**Work instructions**
1. Shorten the paragraph in the blog comments that begins "Only the injured party," keeping its main points.
2. In the entries, replace "white car" with "silver car" in the part that opens with the line containing "amber turn signal" and closes with the line containing "(644, 201), (681, 252)", and return only that part.

**Source document**

****************************************

Only the injured party can really offer forgiveness, I think. It is not up to those who are onlookers and/or supporters even though it may make us feel generous. In this case, it would appear that the two people involved in the poem's creation and misuse are the sole individuals who can truly claim a need to forgive and forget. Everyone else is a witness to events but not really a participant in them, except indirectly. They committed no injustice, suffered no wrong.

Just my opinion, of course. Your posts are always so cogently-written and well worth the read.

posted by faranya on June 22, 2004 at 6:46 AM | link to this | reply

angie, thank you. I try to make good decisions but you know,
it's not always so easy. Like life I guess. And thanks again for the reading!

posted by Julia. on June 21, 2004 at 8:50 PM | link to this | reply

Ariala, thank you so much for that comment. I could not agree more.

****************************************

**Records supplied**
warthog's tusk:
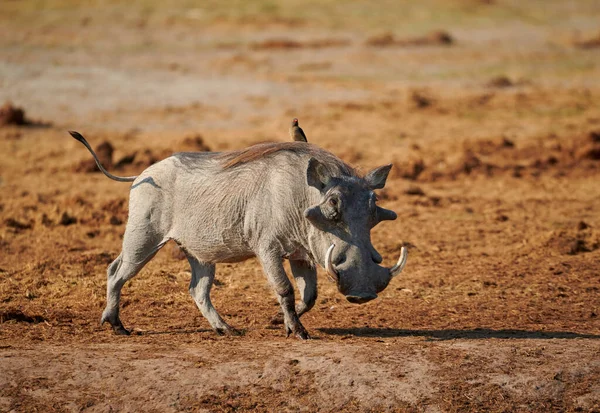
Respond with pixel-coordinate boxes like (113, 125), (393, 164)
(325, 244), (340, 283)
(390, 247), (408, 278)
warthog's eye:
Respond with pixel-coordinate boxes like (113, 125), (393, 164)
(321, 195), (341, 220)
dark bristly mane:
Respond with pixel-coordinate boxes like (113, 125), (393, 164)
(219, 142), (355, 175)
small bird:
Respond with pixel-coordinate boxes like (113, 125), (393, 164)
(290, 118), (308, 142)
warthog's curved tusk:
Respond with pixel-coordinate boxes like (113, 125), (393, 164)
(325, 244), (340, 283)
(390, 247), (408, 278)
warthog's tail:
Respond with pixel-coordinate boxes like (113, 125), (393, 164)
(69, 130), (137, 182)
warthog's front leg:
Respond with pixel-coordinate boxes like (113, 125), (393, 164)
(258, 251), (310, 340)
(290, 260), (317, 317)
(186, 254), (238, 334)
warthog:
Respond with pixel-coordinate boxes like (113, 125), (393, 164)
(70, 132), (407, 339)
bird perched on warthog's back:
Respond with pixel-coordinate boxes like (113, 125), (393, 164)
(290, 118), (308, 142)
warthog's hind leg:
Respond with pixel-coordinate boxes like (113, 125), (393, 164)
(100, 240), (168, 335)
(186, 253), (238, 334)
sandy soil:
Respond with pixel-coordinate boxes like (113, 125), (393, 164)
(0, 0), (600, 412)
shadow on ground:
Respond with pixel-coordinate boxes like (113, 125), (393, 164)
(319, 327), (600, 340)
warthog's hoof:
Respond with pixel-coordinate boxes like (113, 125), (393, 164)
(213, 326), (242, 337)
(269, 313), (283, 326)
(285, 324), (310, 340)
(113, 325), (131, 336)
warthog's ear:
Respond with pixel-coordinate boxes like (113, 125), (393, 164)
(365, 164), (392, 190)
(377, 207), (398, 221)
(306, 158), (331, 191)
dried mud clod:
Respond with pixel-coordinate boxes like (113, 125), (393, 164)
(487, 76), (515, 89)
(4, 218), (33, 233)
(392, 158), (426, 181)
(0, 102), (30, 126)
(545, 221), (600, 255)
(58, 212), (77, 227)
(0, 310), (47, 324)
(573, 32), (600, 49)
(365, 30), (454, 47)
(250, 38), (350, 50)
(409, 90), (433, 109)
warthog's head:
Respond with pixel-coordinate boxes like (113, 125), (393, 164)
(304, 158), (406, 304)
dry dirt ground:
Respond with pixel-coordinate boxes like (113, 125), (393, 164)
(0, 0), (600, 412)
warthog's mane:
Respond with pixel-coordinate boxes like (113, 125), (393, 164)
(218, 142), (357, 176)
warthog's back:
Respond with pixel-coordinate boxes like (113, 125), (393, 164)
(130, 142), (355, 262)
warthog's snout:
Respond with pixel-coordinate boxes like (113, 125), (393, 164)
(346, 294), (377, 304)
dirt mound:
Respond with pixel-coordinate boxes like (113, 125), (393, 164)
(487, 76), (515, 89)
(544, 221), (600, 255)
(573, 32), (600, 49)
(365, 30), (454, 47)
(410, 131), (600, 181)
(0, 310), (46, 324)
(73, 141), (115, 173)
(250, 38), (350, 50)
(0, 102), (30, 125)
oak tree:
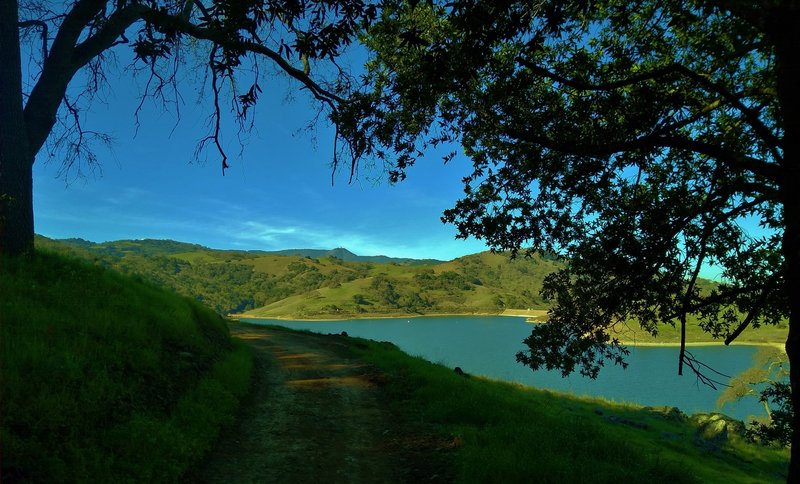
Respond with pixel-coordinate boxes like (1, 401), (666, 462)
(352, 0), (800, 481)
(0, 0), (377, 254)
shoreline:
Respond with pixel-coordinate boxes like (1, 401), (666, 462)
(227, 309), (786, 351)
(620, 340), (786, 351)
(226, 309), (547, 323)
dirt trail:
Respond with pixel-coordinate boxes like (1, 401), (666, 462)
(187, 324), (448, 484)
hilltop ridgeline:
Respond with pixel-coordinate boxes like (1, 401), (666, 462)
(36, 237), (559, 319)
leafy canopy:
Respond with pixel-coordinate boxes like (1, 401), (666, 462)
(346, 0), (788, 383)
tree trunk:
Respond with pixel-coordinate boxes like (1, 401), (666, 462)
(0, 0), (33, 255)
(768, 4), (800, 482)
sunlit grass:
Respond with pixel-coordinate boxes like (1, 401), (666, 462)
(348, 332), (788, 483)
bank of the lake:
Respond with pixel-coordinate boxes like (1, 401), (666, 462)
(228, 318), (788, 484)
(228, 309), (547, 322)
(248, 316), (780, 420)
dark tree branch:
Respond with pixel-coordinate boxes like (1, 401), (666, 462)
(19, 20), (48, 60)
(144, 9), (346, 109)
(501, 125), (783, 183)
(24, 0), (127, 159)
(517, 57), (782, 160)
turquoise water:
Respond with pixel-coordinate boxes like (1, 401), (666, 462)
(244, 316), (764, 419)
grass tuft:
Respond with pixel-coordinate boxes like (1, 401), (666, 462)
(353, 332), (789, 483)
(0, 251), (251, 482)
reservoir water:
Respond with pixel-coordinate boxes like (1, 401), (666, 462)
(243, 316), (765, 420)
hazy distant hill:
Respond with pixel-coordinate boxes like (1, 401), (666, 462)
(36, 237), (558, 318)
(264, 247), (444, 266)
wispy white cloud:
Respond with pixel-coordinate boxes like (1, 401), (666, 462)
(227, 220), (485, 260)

****************************************

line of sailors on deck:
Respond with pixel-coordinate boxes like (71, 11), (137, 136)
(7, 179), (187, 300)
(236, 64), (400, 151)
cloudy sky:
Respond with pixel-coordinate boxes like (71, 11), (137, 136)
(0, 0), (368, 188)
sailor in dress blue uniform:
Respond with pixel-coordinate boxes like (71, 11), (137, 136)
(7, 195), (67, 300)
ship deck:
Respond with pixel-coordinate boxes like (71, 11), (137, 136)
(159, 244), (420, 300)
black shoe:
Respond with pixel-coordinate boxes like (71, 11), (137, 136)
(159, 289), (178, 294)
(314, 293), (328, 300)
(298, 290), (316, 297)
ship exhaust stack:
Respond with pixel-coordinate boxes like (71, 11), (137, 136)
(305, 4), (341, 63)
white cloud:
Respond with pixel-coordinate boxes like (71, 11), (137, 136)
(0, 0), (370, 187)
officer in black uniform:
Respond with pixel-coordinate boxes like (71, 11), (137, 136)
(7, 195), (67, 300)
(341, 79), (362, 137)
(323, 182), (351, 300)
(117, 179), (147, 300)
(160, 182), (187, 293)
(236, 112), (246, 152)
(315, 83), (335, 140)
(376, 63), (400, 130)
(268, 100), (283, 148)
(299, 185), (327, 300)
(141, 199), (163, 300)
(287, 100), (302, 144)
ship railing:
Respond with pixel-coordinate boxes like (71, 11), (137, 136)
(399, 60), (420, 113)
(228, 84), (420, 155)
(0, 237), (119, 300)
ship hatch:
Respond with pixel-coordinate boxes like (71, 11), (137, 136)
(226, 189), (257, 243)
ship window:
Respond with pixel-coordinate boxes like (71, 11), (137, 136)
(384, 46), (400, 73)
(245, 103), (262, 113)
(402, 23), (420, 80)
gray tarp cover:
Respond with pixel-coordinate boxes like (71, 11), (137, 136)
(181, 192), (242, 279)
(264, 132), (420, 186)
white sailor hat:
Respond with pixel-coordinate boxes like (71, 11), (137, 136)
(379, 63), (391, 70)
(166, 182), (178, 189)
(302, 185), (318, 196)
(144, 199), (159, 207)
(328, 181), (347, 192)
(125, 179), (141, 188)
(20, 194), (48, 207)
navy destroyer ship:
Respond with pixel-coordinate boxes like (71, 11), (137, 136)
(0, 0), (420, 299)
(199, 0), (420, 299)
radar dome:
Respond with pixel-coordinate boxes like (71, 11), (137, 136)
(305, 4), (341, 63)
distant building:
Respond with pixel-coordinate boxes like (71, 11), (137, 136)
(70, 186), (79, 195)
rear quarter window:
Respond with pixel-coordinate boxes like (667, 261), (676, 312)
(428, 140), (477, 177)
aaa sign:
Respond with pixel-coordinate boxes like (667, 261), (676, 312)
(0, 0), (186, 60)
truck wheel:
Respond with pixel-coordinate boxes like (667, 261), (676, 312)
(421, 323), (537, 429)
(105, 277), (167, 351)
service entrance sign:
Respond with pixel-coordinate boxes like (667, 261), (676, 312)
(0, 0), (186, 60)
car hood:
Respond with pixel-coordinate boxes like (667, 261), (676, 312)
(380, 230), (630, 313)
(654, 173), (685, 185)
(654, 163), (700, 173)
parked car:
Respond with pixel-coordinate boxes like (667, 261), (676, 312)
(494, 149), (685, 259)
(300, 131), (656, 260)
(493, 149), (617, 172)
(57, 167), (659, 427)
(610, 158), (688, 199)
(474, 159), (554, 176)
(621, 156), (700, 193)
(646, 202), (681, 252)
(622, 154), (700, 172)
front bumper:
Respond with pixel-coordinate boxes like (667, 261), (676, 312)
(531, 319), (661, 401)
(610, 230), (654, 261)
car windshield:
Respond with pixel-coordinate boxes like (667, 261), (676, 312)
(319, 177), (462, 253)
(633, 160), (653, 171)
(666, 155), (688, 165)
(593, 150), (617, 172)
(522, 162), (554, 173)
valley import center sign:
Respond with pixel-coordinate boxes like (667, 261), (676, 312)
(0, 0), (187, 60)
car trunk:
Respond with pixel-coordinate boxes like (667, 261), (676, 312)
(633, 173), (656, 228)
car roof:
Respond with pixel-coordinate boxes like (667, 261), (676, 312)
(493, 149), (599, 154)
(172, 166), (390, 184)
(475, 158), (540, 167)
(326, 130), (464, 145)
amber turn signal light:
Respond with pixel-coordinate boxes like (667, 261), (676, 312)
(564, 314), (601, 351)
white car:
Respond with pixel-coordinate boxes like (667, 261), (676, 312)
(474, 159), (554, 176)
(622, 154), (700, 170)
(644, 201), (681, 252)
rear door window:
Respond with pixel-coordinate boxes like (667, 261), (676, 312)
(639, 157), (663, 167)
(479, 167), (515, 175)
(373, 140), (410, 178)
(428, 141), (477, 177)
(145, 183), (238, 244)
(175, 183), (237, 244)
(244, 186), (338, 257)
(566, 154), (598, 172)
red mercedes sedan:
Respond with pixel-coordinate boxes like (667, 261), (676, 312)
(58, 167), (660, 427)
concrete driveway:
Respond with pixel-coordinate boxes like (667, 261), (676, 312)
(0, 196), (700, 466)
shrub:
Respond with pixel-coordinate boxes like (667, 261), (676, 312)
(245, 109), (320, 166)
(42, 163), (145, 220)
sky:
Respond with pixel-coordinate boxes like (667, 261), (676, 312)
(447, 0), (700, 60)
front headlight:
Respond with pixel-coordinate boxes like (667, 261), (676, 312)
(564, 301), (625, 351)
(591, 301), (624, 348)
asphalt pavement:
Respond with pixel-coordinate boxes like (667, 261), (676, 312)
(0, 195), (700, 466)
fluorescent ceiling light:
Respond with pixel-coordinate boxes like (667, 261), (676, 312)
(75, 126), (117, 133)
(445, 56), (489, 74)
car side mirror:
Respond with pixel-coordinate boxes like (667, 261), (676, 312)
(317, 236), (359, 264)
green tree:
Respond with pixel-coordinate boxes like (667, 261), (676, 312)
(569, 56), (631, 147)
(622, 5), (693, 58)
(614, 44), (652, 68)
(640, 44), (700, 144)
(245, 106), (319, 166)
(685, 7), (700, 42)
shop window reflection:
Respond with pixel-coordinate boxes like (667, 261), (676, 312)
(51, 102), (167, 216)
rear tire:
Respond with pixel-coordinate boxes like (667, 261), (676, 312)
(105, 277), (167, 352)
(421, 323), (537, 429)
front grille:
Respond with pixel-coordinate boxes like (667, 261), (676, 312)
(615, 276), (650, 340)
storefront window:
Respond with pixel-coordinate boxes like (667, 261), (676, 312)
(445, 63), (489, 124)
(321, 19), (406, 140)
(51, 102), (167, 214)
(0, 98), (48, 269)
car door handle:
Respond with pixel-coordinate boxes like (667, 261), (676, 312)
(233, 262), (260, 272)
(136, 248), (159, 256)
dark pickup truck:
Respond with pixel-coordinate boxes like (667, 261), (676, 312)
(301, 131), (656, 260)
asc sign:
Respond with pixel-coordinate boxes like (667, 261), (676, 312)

****************************************

**Solutions below**
1. In the writer's view, only the wronged party can truly forgive. Onlookers and supporters can't, even if forgiving makes them feel generous. Here, only the two people involved in the poem's creation and misuse have a real need to forgive and forget. Everyone else is a witness, involved at most indirectly, having neither done nor suffered any wrong.

2.
amber turn signal light:
Respond with pixel-coordinate boxes like (667, 261), (676, 312)
(564, 314), (601, 351)
silver car:
Respond with pixel-coordinate boxes like (667, 261), (676, 312)
(474, 159), (554, 176)
(622, 154), (700, 170)
(644, 201), (681, 252)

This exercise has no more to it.